Please print the entries below unchanged, keeping every line, character, and blank space as it appears.

++++++

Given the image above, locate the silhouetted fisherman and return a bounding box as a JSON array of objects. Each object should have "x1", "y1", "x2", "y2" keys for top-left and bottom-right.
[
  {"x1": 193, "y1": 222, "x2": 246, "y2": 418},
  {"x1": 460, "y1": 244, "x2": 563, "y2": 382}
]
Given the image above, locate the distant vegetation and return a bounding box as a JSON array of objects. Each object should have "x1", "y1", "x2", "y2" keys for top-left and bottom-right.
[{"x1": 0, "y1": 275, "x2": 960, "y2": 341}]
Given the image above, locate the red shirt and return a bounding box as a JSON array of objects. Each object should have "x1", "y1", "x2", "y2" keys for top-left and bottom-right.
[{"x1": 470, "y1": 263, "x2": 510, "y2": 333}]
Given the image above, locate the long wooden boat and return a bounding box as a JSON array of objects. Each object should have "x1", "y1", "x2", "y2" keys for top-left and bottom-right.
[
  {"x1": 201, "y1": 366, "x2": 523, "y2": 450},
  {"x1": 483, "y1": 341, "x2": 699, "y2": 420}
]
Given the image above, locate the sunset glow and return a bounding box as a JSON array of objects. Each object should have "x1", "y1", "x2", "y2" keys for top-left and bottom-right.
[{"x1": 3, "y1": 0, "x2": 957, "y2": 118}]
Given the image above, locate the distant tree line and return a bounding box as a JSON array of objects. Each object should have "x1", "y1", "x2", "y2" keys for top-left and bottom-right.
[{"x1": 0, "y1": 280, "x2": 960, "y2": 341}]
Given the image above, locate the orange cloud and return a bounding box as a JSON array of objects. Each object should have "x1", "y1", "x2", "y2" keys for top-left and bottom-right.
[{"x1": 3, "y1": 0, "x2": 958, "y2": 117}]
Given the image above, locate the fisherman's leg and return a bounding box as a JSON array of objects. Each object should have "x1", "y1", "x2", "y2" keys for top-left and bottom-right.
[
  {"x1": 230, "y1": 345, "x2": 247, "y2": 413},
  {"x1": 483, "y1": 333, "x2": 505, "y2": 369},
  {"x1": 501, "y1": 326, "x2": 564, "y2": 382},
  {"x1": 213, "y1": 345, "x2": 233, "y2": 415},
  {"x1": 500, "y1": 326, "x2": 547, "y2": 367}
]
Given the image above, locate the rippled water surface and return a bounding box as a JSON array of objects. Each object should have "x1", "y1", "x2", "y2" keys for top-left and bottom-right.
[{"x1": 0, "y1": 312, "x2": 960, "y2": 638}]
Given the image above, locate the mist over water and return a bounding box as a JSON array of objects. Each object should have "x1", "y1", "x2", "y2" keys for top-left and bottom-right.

++++++

## EXERCISE RESULT
Given the image above, locate the silhouetted fisherman and return a bounding box as a JSON array of objects. Each object should have "x1", "y1", "x2", "y2" keys for top-left and bottom-right.
[
  {"x1": 193, "y1": 222, "x2": 246, "y2": 418},
  {"x1": 460, "y1": 244, "x2": 563, "y2": 382}
]
Given the image above, locate the distant vegetation and return a bounding box as a JSON array of objects. Each object should have "x1", "y1", "x2", "y2" keys for top-left and bottom-right.
[{"x1": 0, "y1": 275, "x2": 960, "y2": 341}]
Given the image above, locate the red shirt and return a bounding box as a JSON array of objects. Each object should have "x1", "y1", "x2", "y2" keys for top-left and bottom-right.
[{"x1": 470, "y1": 263, "x2": 510, "y2": 333}]
Given the image above, locate the long wooden boat and return a bounding box as a JSON array of objects. Each object should have "x1", "y1", "x2", "y2" keys for top-left and bottom-right.
[
  {"x1": 201, "y1": 366, "x2": 523, "y2": 450},
  {"x1": 483, "y1": 341, "x2": 699, "y2": 420}
]
Given the image above, locate the sunset glow and return a bounding box as a JSON array of objects. Each object should have "x1", "y1", "x2", "y2" keys for top-left and bottom-right.
[{"x1": 3, "y1": 0, "x2": 957, "y2": 118}]
Given the image above, locate the distant tree line and return a bounding box as a JSON array of objects. Each object should have "x1", "y1", "x2", "y2" keys for top-left and bottom-right.
[{"x1": 0, "y1": 280, "x2": 960, "y2": 341}]
Given the image above, locate the orange cloud and return a bounding box as a JSON array of objects. Each object should have "x1", "y1", "x2", "y2" keys for top-left and bottom-right.
[{"x1": 3, "y1": 0, "x2": 958, "y2": 117}]
Given the image above, locate the fisherman's leg and return a bounding box as a JSON array of objects. Each object should have "x1", "y1", "x2", "y2" keys for top-left and bottom-right.
[
  {"x1": 230, "y1": 345, "x2": 247, "y2": 413},
  {"x1": 483, "y1": 333, "x2": 505, "y2": 369},
  {"x1": 501, "y1": 326, "x2": 564, "y2": 382},
  {"x1": 213, "y1": 345, "x2": 233, "y2": 415},
  {"x1": 500, "y1": 326, "x2": 547, "y2": 367}
]
Given the image above, locate the rippled water surface and return a bounding box as a JSON array of objects. Each object should have "x1", "y1", "x2", "y2" keys for top-left and bottom-right.
[{"x1": 0, "y1": 312, "x2": 960, "y2": 638}]
Given the image above, locate the mist over water and return a bounding box as a JSON array of objects. Each object should have "x1", "y1", "x2", "y2" keys for top-left and bottom-right.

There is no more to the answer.